GIVEN DATA below:
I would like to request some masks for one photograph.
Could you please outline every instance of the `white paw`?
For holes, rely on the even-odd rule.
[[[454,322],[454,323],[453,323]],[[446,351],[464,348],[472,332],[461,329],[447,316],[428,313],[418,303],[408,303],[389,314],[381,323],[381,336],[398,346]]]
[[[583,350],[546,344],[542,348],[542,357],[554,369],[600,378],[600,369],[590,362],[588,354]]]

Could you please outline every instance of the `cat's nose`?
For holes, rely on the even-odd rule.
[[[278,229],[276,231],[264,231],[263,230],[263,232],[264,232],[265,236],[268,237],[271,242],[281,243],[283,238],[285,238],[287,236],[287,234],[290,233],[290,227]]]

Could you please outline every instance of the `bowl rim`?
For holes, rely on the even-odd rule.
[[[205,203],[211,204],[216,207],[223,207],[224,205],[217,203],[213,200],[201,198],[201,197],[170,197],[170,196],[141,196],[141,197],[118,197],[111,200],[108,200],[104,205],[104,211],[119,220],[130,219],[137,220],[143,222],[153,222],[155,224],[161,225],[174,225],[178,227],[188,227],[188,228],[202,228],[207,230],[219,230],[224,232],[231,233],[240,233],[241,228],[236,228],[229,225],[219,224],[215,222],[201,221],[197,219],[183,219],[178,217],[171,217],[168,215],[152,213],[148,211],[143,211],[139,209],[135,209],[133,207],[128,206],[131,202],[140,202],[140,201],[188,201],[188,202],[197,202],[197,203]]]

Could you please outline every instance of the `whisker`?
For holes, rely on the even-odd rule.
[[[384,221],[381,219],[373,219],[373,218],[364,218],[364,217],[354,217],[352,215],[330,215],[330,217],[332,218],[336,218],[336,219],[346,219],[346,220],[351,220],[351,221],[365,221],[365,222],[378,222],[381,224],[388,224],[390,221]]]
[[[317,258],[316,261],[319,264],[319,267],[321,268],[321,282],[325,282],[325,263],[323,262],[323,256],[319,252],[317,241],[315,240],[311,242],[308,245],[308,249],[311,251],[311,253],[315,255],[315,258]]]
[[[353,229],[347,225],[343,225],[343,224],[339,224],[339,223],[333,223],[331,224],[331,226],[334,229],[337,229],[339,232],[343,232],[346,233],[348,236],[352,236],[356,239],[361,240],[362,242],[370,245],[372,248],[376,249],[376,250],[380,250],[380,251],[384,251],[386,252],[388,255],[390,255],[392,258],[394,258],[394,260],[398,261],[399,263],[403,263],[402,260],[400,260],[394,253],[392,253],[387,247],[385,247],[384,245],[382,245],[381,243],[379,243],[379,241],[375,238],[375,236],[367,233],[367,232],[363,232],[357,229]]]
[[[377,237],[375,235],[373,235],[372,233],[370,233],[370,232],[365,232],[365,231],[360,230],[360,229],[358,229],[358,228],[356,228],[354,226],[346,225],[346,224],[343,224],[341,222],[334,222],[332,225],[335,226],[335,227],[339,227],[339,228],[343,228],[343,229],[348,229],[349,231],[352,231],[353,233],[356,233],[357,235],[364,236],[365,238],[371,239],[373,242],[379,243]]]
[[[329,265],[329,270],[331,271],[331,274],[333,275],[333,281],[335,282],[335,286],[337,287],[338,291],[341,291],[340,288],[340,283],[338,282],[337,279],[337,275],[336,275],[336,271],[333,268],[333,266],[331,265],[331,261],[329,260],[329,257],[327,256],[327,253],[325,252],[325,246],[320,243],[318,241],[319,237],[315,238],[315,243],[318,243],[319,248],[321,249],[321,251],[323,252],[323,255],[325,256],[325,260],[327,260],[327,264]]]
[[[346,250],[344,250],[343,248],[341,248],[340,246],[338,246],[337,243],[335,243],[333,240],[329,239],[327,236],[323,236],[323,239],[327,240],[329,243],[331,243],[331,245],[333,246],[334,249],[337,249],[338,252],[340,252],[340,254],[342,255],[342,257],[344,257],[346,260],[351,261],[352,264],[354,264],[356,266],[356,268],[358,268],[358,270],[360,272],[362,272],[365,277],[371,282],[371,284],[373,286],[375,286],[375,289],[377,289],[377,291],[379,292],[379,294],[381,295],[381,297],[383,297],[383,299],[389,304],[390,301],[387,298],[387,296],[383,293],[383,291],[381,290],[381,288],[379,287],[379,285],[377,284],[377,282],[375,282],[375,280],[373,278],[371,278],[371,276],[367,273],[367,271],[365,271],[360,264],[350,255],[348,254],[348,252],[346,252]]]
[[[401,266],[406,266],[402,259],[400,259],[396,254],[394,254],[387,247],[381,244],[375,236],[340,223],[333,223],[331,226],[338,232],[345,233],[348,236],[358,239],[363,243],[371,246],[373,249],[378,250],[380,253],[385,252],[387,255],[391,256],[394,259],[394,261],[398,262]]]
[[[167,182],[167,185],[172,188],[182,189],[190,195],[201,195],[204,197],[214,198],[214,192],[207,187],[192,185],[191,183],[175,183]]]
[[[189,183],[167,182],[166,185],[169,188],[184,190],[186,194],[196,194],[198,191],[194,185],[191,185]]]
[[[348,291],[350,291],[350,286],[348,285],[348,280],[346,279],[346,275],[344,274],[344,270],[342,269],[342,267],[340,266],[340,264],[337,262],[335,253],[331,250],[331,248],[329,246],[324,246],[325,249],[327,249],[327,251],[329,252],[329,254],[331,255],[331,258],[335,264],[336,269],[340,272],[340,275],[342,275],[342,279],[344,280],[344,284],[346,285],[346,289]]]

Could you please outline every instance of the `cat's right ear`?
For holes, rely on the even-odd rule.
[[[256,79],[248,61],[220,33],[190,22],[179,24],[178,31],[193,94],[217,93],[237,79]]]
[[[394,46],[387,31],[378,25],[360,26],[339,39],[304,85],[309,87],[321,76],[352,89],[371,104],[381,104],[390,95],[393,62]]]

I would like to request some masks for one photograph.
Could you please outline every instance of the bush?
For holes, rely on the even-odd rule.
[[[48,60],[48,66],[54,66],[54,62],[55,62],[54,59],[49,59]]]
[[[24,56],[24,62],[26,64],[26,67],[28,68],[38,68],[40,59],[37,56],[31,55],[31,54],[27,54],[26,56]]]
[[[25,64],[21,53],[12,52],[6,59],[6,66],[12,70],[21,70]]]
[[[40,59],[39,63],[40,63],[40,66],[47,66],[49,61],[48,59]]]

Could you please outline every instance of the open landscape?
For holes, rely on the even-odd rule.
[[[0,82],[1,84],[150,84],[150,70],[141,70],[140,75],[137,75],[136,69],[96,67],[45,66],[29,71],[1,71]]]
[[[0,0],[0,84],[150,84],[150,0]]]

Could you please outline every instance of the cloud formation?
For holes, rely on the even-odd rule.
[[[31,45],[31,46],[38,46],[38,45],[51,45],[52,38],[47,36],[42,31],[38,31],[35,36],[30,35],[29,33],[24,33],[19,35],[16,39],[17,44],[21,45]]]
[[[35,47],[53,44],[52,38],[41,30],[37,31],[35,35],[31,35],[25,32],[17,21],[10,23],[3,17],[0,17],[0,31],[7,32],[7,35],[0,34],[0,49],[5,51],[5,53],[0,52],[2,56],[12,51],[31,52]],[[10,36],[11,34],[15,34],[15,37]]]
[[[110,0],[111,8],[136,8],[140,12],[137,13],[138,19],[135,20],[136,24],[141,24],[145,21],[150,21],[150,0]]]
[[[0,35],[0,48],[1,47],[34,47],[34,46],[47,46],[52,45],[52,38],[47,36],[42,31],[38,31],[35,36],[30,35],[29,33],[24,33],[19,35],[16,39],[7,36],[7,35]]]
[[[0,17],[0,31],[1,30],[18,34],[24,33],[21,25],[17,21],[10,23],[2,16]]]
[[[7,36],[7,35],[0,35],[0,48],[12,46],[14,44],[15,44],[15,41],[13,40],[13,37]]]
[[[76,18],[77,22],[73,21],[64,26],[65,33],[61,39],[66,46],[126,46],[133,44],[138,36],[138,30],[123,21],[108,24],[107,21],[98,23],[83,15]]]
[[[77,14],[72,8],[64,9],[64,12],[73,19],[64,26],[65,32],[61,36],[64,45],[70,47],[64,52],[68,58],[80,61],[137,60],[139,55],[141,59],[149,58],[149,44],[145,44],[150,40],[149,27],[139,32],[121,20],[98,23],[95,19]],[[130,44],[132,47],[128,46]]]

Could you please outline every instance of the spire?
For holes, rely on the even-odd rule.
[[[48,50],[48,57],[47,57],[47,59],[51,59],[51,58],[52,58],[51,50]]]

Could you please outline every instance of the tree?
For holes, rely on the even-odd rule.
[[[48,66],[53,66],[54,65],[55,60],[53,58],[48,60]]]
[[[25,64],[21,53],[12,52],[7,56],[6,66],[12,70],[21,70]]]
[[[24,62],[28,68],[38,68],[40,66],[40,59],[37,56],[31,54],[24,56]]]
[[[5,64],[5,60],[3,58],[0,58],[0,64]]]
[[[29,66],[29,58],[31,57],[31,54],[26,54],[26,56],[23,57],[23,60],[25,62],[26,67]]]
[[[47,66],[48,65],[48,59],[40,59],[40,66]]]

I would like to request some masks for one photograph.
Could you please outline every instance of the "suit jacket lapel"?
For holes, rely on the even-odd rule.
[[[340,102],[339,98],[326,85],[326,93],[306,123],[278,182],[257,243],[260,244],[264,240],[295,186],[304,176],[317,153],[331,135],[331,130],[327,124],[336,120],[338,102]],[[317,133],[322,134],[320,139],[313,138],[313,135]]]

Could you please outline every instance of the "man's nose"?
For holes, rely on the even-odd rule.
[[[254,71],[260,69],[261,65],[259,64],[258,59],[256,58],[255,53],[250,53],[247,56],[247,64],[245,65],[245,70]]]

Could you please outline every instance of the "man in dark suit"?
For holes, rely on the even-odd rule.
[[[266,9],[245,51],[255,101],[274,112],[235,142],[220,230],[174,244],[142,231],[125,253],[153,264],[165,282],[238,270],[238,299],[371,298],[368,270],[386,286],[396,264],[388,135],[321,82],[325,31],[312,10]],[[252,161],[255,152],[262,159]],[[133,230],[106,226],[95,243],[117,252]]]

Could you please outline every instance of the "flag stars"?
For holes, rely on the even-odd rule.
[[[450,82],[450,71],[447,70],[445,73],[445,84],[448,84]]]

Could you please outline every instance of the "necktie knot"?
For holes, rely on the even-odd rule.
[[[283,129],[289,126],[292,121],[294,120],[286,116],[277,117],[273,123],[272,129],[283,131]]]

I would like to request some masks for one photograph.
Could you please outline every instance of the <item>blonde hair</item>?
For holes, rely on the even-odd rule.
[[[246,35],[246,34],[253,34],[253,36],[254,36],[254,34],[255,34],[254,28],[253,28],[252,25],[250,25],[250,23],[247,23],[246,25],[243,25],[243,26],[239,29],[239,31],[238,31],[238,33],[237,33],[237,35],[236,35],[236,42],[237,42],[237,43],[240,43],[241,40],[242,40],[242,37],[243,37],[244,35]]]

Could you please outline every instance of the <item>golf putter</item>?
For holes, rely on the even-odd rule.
End of GIVEN DATA.
» **WHAT NEEDS TO BE DONE**:
Every line that contains the string "item" should be copied from the entries.

» **YOUR RESPONSE**:
Could you please outline every instance of the <item>blonde hair</item>?
Could you please outline every instance of the <item>golf putter</item>?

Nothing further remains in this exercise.